### Tarea por realizar
Resuma en dos oraciones el extracto del documento sobre la fiesta de la Ascensión que aparece más abajo.

### Extracto del documento
»»

“Nadie ha subido al cielo sino Aquél que ha bajado del cielo”

(Fiesta de la Ascensión del Señor C 2022)

Libro de los Hechos de los Apóstoles (Hch 1,1-11)

“En mi primer libro, querido Teófilo, escribí de todo lo que Jesús fue haciendo y enseñando hasta el día en que dio instrucciones a los apóstoles, que había escogido movido por el Espíritu Santo, y ascendió al cielo. Se les presentó después de su pasión, dándoles numerosas pruebas de que estaba vivo y, apareciéndoseles durante cuarenta días, les habló del reino de Dios.

Una vez que comían juntos les recomendó:

– No se alejen de Jerusalén; aguarden a que se cumpla la promesa de mi Padre, de la que les he hablado. Juan bautizó con agua; dentro de pocos días, ustedes serán bautizados con Espíritu Santo.

Ellos le rodearon preguntándole:

– Señor, ¿es ahora cuando vas a restaurar la soberanía de Israel?

Jesús contestó:

– No les toca a ustedes conocer los tiempos y las fechas que el Padre ha establecido con su autoridad. Cuando el Espíritu Santo descienda sobre ustedes, recibirán fuerza para ser mis testigos en Jerusalén, en toda Judea, en Samaría y hasta los confines del mundo.

Dicho esto, lo vieron levantarse hasta que una nube se lo quitó de la vista. Mientras miraban fijos al cielo, viéndolo irse, se les presentaron dos hombres vestidos de blanco, que les dijeron:

– Galileos, ¿qué hacen ahí plantados mirando al cielo? El mismo Jesús que los ha dejado para subir al cielo volverá como le han visto marcharse.”

Salmo Responsorial (Salmo 46)

R/. Dios asciende entre aclamaciones, el Señor, al son de trompetas.

Pueblos todos, batan palmas,
aclamen a Dios con gritos de júbilo;
porque el Señor es sublime y terrible,
emperador de toda la tierra.

Dios asciende entre aclamaciones,
el Señor, al son de trompetas,
toquen para Dios, toquen,
toquen para nuestro Rey, toquen.

Porque Dios es el rey del mundo;
toquen con maestría.
Dios reina sobre las naciones,
Dios se sienta en su trono sagrado.

Carta a los Hebreos (Hb 9,24-48; 10,19-23)

««

### Sección de datos
»»

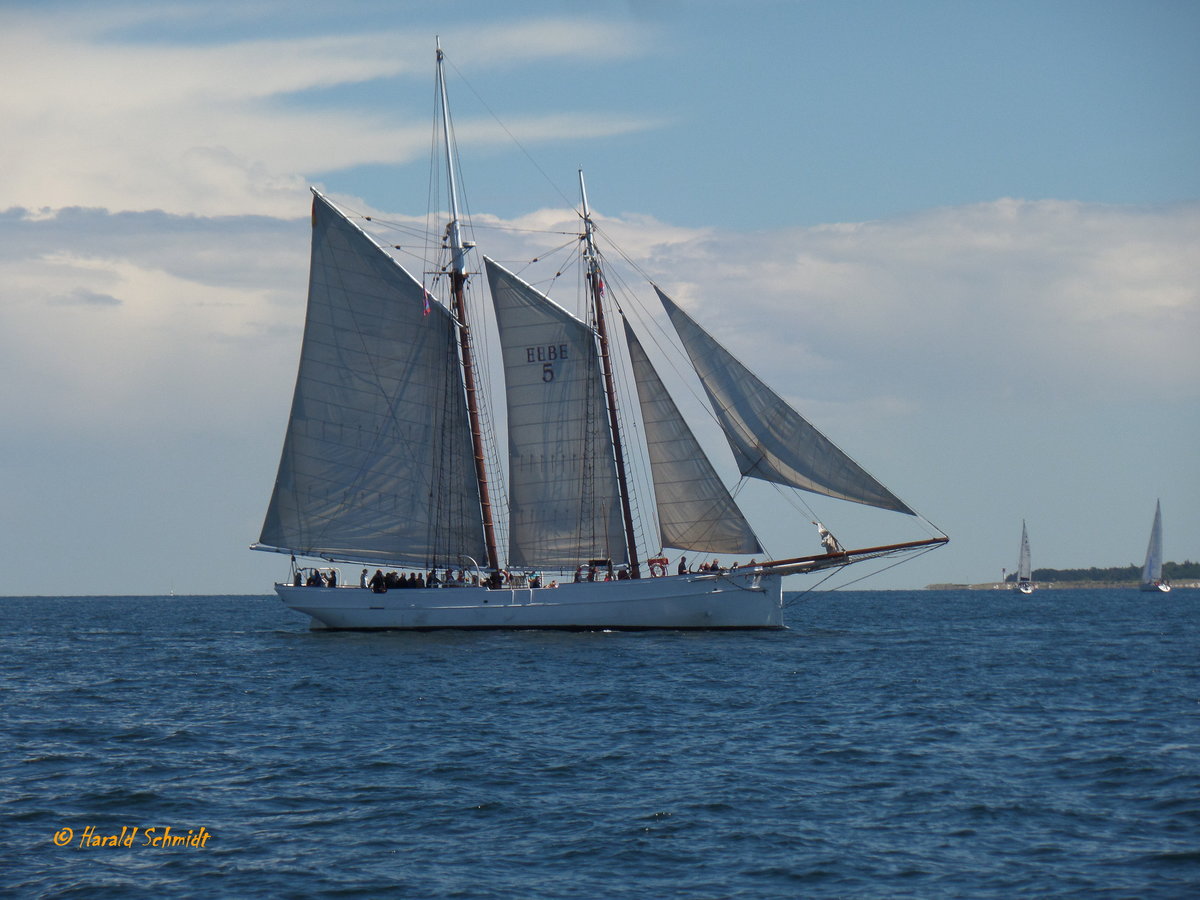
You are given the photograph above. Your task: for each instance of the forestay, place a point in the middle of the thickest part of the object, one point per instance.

««

### Tarea resuelta
El pasaje de los Hechos de los Apóstoles relata que Jesús se apareció a los apóstoles durante cuarenta días y les pidió que no se alejaran de Jerusalén hasta ser bautizados con Espíritu Santo. Les prometió fuerza para ser sus testigos hasta los confines del mundo y luego ascendió al cielo, mientras dos hombres vestidos de blanco anunciaban que volvería del mismo modo, y el Salmo 46 invita a todos los pueblos a aclamar a Dios, que asciende al son de trompetas y reina sobre las naciones.